====== INFORMATION SUPPLIED ======

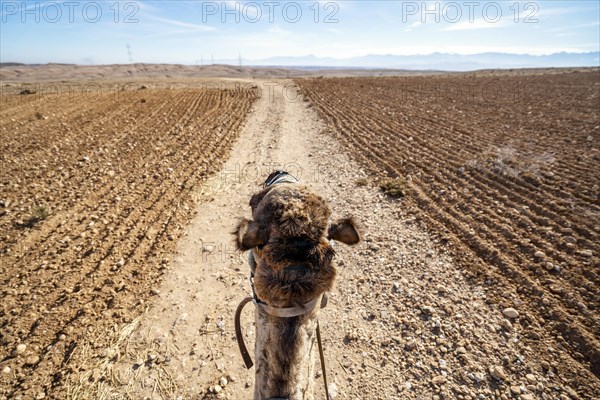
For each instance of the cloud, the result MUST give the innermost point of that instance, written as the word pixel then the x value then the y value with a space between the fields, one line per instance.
pixel 477 24
pixel 413 25
pixel 190 27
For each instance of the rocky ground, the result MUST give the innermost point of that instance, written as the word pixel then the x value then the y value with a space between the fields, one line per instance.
pixel 404 321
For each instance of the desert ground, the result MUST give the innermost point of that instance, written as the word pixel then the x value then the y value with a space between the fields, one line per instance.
pixel 477 280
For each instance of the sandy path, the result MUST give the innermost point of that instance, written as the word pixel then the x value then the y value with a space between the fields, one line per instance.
pixel 402 323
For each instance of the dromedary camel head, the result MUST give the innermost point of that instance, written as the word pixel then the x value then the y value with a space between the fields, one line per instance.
pixel 290 236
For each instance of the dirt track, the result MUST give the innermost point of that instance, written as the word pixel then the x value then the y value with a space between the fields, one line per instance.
pixel 410 317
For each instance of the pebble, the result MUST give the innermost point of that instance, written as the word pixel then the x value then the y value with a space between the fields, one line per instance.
pixel 510 313
pixel 545 365
pixel 427 310
pixel 506 324
pixel 531 378
pixel 32 360
pixel 586 253
pixel 498 372
pixel 21 348
pixel 539 254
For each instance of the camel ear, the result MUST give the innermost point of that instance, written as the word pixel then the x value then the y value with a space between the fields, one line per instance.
pixel 345 231
pixel 250 234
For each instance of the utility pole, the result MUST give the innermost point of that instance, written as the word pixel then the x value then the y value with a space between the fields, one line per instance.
pixel 129 54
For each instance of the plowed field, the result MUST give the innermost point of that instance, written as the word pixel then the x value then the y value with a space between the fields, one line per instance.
pixel 504 170
pixel 95 189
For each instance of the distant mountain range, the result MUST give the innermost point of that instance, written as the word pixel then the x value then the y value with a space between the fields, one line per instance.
pixel 428 62
pixel 435 61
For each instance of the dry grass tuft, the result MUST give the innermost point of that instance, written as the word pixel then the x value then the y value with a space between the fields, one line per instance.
pixel 394 187
pixel 110 379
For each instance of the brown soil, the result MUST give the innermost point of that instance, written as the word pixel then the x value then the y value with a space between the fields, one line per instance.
pixel 124 299
pixel 95 191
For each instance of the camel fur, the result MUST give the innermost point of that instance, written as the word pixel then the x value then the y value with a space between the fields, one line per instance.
pixel 290 236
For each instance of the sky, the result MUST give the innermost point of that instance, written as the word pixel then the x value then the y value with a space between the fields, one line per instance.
pixel 199 32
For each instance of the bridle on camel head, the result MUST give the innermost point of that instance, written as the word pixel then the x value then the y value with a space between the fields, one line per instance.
pixel 275 178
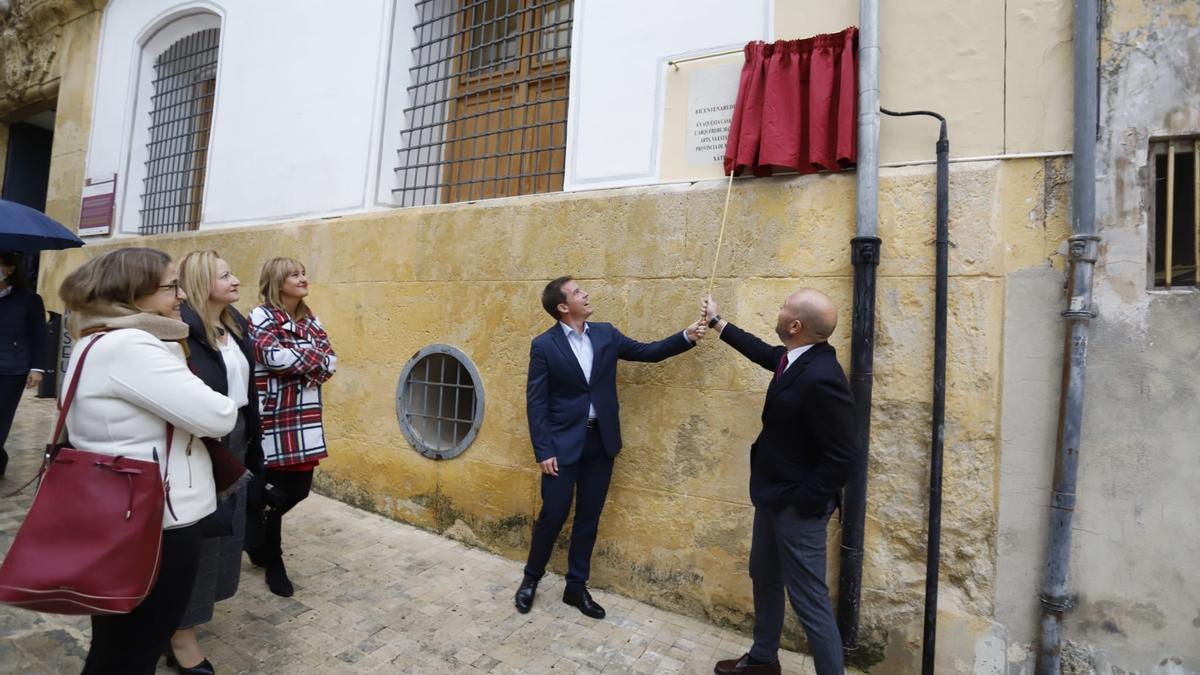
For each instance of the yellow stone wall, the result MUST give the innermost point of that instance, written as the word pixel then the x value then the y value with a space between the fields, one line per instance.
pixel 999 71
pixel 677 527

======

TASK:
Please copy the rows above word for word, from the line with "For each instance of the bridle" to the line with "pixel 275 178", both of those lines included.

ANSWER TO THIS EXERCISE:
For each instance of the bridle on camel head, the result MUST give the innermost point of that instance, written as the word pixel then the x value then the y value with a space between the fields, one line per instance.
pixel 275 178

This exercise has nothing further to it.